*Problem to solve*. Print every entry below exactly, leaving out the pictures.

*Provided material*.
::::::::::
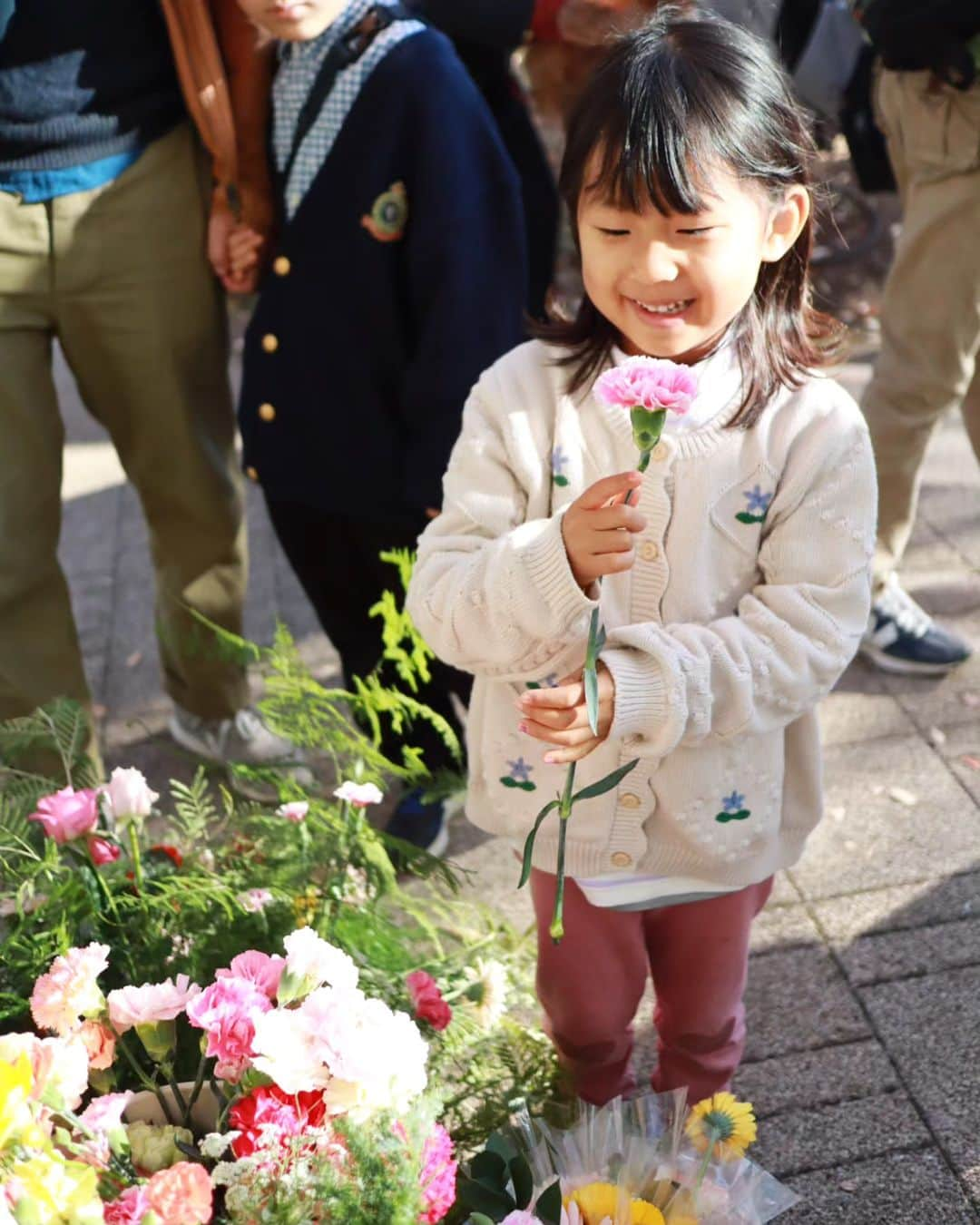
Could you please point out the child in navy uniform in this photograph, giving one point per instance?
(398, 277)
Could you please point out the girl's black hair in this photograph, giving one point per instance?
(686, 92)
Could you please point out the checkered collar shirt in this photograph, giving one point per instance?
(299, 64)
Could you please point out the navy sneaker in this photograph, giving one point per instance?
(902, 637)
(423, 823)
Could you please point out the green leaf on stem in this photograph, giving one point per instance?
(529, 842)
(604, 784)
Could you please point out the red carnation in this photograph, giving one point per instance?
(427, 1000)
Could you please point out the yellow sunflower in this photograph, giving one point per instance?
(598, 1202)
(721, 1123)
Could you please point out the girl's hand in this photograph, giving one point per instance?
(598, 529)
(559, 716)
(244, 245)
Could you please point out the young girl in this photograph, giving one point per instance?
(734, 588)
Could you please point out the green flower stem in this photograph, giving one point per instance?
(137, 867)
(565, 811)
(196, 1091)
(146, 1082)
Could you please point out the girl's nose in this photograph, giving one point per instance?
(661, 262)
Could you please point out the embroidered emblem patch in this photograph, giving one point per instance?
(757, 506)
(520, 776)
(388, 214)
(557, 467)
(734, 808)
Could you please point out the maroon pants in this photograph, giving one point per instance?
(592, 983)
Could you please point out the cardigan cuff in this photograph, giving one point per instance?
(550, 574)
(641, 704)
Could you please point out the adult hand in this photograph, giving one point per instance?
(559, 716)
(598, 528)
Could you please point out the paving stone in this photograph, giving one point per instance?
(850, 1131)
(921, 951)
(931, 1026)
(906, 1189)
(783, 926)
(798, 1001)
(881, 842)
(823, 1077)
(899, 908)
(860, 708)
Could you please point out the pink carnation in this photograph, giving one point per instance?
(67, 814)
(151, 1002)
(69, 990)
(227, 1011)
(181, 1194)
(130, 1208)
(648, 382)
(437, 1179)
(258, 968)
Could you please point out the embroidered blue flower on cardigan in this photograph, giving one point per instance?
(557, 465)
(757, 506)
(520, 776)
(732, 808)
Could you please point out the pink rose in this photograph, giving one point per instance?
(130, 1208)
(103, 851)
(296, 811)
(100, 1044)
(67, 815)
(227, 1011)
(181, 1194)
(259, 969)
(69, 990)
(648, 382)
(427, 1000)
(151, 1002)
(359, 794)
(437, 1179)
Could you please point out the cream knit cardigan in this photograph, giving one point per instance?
::::::::::
*Solution for this exercise*.
Could you please point out the child in navy uniform in this photograph, giving one point per instance?
(398, 277)
Could you please point out the girl's black hair in this photograph, giving one point per instance?
(686, 92)
Could you please point out the checkered collar shirt in this photograph, giving one point per instance?
(299, 64)
Could you please point out the navy sneaker in this photograph, giving one point per instance?
(902, 637)
(423, 823)
Could you please point out the green leaf on stem in this photograph, giving one point per instance?
(529, 842)
(604, 784)
Could you please point out the red carnation in this photograph, giving one point per instance?
(427, 1000)
Could you please point out the yellow sunflower in this photograph, giving one point per instance?
(598, 1202)
(721, 1123)
Could you please point out the girl's hand in this photograph, giving one point per instance?
(598, 529)
(559, 716)
(244, 245)
Could you please point out the young girl in this photograph, giving one point per instance?
(734, 588)
Could you please point out the green flower stem in this photograph, giving one point per instance?
(137, 867)
(565, 811)
(196, 1091)
(146, 1082)
Could you please point out the girl's nose in this photograph, giving one point per instance?
(661, 262)
Could you please point out the embroidered emblem patch in this photograph, giving one point per instance?
(757, 506)
(520, 776)
(388, 214)
(557, 467)
(734, 808)
Could you please point out the maroon pants in this photograph, giving one point per instance?
(592, 983)
Could you please point out the cardigan cuff in this photograph, giving one point per instance?
(550, 574)
(641, 704)
Could you please point out the adult hand in this photograph, giving one point per instance?
(559, 716)
(598, 528)
Could you please point out the paving stone in this photograph, giving one point per instance?
(850, 1131)
(921, 951)
(931, 1026)
(906, 1189)
(783, 926)
(798, 1001)
(881, 842)
(823, 1077)
(899, 908)
(860, 708)
Could you please point out the pink carnation in this photograph, giving one point per instance?
(67, 814)
(151, 1002)
(69, 990)
(227, 1011)
(181, 1194)
(130, 1208)
(648, 382)
(437, 1179)
(258, 968)
Could you please point out the embroidered blue flower on cardigan in this photograph, giving one point per instance?
(557, 465)
(757, 506)
(520, 776)
(732, 808)
Could you please point out the pink rose in this photograph, giving one point per instance?
(130, 1208)
(103, 851)
(296, 811)
(100, 1044)
(67, 815)
(227, 1011)
(181, 1194)
(259, 969)
(69, 990)
(648, 382)
(427, 1000)
(151, 1002)
(359, 794)
(437, 1179)
Could you please point out the cream knit cardigan in this photograph, giving one point per instance?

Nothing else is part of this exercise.